— begin Document extract —
Research questions and hypotheses

The first research question is whether metacognitive skills in math do develop over age. We expect these metacognitive skills to increase in frequency as well as in quality over the years.

The second research question relates to the development of the relation among metacognitive skills, intellectual ability, and math performance. We expect to find a parallel development of metacognitive skills and intellectual ability as predictors of math performance in line with the monotonic development hypothesis and the mixed model.



Twenty-nine second-year students (13–14 years; 11 boys and 18 girls) and 30 third-year students (14–15 years; 12 boys and 18 girls) in secondary education participated in this study. They were recruited from three different tracks (pre-university education, higher general education, and pre-vocational education) of two suburban schools in the Netherlands. Both schools are well known because of their large diversity of children, thus representing a broad educational level of the students, a broad range of social economic status of parents, and various ethnic backgrounds. Participants were distributed equally over the three tracks. Students with learning or conduct disorders (e.g., dyslexia or ADHD) were excluded from the study. Parental consent was requested and given for all participants.
— end Document extract —
— begin Excerpted records —
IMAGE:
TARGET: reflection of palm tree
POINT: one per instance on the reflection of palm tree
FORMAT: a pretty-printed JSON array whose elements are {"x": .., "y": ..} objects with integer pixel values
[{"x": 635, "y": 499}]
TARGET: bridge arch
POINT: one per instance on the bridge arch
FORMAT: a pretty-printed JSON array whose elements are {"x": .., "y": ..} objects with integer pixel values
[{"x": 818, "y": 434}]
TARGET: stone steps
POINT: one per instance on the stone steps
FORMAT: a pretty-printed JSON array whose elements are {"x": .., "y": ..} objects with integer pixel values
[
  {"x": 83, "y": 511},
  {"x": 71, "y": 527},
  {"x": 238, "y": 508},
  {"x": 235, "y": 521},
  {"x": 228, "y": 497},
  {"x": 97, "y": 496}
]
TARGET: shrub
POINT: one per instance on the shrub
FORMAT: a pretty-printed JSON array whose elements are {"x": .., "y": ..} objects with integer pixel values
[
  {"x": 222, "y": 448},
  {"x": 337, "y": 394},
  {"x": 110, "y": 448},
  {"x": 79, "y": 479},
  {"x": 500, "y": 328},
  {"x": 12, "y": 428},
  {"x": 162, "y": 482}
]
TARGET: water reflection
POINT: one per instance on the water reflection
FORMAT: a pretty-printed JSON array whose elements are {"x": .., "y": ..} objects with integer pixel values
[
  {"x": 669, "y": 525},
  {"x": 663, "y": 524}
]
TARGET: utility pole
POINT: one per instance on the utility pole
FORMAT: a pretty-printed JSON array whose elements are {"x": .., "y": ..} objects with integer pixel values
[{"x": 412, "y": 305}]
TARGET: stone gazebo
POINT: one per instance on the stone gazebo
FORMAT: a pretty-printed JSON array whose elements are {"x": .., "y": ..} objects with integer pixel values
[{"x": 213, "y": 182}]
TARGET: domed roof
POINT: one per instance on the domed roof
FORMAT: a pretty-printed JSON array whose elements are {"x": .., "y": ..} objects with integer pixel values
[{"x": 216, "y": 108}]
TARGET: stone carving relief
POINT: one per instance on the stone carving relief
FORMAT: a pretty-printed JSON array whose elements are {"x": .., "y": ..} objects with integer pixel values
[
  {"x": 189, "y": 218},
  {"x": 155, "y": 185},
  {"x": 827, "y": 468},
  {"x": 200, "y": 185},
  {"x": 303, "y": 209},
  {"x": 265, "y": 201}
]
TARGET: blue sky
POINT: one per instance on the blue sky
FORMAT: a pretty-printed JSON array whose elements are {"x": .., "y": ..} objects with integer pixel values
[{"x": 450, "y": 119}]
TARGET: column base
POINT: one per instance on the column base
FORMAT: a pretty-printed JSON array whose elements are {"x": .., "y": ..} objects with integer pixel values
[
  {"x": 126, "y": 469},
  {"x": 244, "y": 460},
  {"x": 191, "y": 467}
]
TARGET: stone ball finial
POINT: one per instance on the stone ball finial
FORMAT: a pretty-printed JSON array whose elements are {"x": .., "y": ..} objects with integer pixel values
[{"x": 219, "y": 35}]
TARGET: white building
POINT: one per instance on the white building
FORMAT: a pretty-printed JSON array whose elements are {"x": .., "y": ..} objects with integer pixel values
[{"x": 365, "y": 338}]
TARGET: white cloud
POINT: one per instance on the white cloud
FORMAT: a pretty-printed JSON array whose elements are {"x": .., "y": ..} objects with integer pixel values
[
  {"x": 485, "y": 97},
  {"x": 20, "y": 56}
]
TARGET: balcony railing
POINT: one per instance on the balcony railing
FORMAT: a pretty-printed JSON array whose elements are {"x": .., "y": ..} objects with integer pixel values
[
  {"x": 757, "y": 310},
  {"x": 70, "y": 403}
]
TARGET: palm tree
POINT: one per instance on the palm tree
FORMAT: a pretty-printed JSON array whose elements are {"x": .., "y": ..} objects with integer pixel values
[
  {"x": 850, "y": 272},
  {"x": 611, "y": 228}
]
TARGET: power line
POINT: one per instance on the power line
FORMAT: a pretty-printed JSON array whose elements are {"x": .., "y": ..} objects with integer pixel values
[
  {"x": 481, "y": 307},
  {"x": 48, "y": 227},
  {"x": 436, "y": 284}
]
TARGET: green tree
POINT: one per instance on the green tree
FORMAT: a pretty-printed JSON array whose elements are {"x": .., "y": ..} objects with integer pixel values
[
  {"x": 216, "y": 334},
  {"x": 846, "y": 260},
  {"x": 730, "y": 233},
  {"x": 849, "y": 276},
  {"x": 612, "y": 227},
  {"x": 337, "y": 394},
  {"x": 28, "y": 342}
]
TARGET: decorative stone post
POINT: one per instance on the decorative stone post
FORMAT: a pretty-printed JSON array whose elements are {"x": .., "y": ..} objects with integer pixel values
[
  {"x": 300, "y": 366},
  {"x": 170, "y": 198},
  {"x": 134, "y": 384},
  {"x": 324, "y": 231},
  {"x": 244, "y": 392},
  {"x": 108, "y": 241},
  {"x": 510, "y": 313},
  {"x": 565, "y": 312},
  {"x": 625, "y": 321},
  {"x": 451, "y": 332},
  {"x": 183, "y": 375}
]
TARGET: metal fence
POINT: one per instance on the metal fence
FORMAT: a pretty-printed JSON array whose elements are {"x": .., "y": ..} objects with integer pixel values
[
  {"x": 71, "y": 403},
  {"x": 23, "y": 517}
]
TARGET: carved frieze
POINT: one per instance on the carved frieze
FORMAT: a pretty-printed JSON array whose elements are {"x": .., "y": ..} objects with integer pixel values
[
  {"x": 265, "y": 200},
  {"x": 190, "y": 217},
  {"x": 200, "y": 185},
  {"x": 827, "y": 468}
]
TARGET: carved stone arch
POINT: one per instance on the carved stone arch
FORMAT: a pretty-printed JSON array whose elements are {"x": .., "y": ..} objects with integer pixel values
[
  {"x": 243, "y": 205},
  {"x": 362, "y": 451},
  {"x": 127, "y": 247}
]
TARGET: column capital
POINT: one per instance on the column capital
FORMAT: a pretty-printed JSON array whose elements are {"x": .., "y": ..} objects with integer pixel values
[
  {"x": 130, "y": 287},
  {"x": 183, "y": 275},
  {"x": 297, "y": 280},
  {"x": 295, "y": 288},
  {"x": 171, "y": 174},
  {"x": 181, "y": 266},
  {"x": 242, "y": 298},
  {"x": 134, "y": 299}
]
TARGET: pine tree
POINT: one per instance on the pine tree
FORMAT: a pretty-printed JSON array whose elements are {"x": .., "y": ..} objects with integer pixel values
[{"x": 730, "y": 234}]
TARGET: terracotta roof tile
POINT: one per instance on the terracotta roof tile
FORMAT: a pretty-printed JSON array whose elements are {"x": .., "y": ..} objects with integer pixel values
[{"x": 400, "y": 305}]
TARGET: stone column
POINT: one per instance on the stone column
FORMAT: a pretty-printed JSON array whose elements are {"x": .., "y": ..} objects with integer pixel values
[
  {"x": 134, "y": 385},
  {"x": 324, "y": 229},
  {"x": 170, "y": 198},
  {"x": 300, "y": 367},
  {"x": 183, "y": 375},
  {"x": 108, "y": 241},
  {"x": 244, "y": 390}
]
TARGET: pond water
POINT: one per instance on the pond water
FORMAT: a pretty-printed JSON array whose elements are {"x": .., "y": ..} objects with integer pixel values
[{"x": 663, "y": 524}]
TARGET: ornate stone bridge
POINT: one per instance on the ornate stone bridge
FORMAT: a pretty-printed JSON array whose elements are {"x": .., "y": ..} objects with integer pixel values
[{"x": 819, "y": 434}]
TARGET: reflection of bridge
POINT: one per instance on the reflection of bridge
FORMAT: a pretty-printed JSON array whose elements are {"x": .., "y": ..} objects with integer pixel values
— end Excerpted records —
• **Work to do**: Write out verbatim the stretch of the math metacognition study excerpt above from "Research questions and" through "the mixed model.".

• **Result**:
Research questions and hypotheses

The first research question is whether metacognitive skills in math do develop over age. We expect these metacognitive skills to increase in frequency as well as in quality over the years.

The second research question relates to the development of the relation among metacognitive skills, intellectual ability, and math performance. We expect to find a parallel development of metacognitive skills and intellectual ability as predictors of math performance in line with the monotonic development hypothesis and the mixed model.